* **EXERCISES**
a. According to the news report on the Gaza pier, officials from which agency feared that the pier would draw attention away from reopening land crossings into Gaza?
b. Extend the news report on the Gaza pier from the point where it stops.

Maxar Technologies via CNN Newsource
A Maxar Technologies satellite image on June 12 shows the floating pier off the Gaza shoreline. President Joe Biden authorized a plan to deliver aid to Gaza through the pier as officials warned of weather and security challenges.

By Oren Liebermann, CNN

(CNN) — President Joe Biden authorized the troubled Gaza pier operation as officials warned the humanitarian aid effort would face weather challenges in the Mediterranean Sea and security problems in an active war zone, according to a newly released government watchdog report.

Officials from the US Agency for International Development (USAID) also feared that focusing on the pier would distract from the larger effort to reopen land crossings into Gaza, seen as a far more efficient and well-established method of moving large quantities of humanitarian supplies.

* **MATERIAL SHOWN**
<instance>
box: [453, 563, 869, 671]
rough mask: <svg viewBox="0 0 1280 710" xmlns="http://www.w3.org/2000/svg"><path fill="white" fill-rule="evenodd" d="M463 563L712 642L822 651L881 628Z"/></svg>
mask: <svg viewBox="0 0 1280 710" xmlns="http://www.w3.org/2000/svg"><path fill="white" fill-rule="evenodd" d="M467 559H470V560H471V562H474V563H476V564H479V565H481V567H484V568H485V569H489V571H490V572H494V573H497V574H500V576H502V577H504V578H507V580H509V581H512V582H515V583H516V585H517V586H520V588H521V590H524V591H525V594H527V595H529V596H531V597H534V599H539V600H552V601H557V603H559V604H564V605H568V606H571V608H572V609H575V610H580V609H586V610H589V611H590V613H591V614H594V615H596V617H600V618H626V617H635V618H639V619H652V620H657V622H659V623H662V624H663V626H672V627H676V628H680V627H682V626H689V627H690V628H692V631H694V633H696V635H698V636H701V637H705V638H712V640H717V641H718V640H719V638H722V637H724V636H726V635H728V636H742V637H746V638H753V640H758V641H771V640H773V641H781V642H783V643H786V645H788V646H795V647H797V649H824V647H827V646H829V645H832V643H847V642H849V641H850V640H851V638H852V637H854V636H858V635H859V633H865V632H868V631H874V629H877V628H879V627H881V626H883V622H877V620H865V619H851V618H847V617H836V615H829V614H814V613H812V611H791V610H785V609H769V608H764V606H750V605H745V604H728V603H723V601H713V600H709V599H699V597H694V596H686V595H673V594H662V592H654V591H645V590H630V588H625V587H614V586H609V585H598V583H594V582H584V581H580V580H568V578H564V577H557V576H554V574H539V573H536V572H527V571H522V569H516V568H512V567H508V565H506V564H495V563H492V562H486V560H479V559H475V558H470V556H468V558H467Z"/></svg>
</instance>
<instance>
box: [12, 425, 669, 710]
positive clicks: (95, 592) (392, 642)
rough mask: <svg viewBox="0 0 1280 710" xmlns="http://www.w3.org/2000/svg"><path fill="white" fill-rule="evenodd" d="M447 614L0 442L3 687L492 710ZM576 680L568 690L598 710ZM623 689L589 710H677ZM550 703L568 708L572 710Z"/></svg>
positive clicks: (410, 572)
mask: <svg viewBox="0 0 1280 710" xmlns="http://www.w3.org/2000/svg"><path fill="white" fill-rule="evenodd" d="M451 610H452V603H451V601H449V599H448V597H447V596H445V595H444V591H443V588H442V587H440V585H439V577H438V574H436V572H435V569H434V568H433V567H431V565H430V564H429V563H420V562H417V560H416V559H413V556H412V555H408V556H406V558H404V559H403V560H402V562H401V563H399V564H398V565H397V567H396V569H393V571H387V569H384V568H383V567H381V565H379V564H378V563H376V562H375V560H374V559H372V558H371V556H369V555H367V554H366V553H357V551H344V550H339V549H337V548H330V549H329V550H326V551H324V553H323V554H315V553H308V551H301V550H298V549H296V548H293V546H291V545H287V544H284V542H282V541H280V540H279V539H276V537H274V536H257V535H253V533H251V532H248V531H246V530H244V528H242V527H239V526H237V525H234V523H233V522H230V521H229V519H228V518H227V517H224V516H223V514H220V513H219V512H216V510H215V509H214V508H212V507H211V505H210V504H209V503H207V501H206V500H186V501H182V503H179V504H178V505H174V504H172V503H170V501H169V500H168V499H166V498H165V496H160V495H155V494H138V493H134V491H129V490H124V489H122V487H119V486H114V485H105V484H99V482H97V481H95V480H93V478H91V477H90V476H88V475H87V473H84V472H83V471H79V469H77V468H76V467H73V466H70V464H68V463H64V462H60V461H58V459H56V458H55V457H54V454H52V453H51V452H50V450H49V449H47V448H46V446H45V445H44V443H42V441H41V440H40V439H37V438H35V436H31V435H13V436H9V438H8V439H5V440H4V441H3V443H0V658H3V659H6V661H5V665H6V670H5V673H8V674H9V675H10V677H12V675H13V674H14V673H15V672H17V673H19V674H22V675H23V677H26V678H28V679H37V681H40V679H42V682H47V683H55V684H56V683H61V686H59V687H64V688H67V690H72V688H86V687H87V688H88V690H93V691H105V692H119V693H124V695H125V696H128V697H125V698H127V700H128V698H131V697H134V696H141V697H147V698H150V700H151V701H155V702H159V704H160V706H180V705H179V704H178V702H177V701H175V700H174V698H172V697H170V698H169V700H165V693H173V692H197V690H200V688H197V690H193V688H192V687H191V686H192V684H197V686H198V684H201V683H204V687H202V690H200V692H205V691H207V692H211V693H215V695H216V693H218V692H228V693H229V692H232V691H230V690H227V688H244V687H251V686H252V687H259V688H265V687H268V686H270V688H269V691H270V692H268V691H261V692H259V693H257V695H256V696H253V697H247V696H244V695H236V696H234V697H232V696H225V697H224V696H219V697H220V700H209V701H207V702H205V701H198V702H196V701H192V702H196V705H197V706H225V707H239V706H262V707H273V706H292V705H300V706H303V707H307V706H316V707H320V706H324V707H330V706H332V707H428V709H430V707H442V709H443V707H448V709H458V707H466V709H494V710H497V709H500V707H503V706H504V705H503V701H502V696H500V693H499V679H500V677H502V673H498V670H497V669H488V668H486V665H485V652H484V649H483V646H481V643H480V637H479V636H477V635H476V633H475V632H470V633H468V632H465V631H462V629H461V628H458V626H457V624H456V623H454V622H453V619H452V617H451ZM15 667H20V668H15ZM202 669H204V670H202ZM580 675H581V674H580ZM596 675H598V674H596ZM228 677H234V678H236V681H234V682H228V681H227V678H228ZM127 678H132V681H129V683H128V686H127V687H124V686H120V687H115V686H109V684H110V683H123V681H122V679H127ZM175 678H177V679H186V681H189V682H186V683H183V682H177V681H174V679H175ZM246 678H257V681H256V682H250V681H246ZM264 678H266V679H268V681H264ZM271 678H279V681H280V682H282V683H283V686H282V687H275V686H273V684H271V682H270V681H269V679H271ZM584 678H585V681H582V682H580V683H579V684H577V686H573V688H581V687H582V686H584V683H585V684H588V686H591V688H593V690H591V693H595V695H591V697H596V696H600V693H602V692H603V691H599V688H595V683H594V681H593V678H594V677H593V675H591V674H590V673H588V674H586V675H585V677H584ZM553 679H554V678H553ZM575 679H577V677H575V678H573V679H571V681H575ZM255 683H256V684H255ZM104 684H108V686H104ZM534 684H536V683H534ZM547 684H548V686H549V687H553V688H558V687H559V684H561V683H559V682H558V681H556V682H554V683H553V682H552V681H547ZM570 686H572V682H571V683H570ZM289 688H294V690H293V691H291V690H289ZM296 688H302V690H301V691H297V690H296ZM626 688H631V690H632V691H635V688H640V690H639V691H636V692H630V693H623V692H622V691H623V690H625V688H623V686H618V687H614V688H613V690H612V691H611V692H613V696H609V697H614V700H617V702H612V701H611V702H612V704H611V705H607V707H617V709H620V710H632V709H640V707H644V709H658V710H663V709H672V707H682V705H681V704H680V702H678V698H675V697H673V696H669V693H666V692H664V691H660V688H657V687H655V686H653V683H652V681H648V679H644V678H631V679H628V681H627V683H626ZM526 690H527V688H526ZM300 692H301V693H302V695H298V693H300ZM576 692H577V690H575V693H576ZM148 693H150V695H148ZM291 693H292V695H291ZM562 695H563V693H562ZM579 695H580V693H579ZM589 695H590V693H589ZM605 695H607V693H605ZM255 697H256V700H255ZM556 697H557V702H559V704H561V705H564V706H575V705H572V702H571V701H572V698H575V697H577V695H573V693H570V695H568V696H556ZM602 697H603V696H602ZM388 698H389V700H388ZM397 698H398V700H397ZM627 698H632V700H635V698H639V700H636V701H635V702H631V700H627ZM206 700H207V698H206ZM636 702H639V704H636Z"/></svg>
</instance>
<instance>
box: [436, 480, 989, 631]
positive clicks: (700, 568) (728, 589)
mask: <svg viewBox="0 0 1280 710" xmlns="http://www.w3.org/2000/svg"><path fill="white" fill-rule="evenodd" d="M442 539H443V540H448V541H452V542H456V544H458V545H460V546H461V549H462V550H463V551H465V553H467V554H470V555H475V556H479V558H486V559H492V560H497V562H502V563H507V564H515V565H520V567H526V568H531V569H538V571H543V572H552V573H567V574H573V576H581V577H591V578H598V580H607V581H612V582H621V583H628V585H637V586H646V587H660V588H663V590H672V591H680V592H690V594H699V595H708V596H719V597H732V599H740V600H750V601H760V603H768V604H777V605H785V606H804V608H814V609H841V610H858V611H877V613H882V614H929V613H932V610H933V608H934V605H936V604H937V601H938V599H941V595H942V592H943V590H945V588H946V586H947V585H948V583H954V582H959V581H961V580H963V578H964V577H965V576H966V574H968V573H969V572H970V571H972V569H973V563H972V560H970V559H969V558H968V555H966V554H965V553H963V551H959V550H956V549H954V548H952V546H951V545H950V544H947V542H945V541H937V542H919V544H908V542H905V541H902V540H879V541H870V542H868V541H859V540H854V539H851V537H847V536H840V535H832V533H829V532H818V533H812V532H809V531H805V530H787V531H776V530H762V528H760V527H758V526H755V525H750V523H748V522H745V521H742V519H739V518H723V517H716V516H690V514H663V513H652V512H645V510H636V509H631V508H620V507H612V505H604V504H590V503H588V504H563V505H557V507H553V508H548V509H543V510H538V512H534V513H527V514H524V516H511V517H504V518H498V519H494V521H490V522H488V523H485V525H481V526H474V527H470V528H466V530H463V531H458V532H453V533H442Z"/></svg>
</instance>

* **ANSWER SET**
a. The US Agency for International Development (USAID).

b.
Plagued by bad weather and recurring security problems, the $230 million pier operated for only 20 days over a two-month span, delivering a fraction of its intended aid, the USAID inspector general report found. Instead of delivering enough food for 500,000 Palestinians each month for three months, the pier only delivered enough aid for 450,000 for a single month.

During its operation, the pier delivered 19.4 million pounds of aid to Gaza, the deputy commander of US Central Command, Vice Adm. Brad Cooper, told reporters after the pier shut down.

Biden, who announced the pier during his State of the Union address in March, acknowledged the pier had not lived up to expectations, saying he was “disappointed” during a press conference in July. “I was hopeful that would be more successful,” he said.

The pier, known as Joint Logistics Over-the-Shore (JLOTS), began operations on May 17. But it was operational for roughly a week before it broke apart in heavy seas, the first of several times weather forced the pier to stop operating. The Defense Department intended to use the pier for three months before the seas would make the operation unsustainable, but “rough seas and high winds began earlier than anticipated,” the report found, curtailing the period in which the pier could be effectively used.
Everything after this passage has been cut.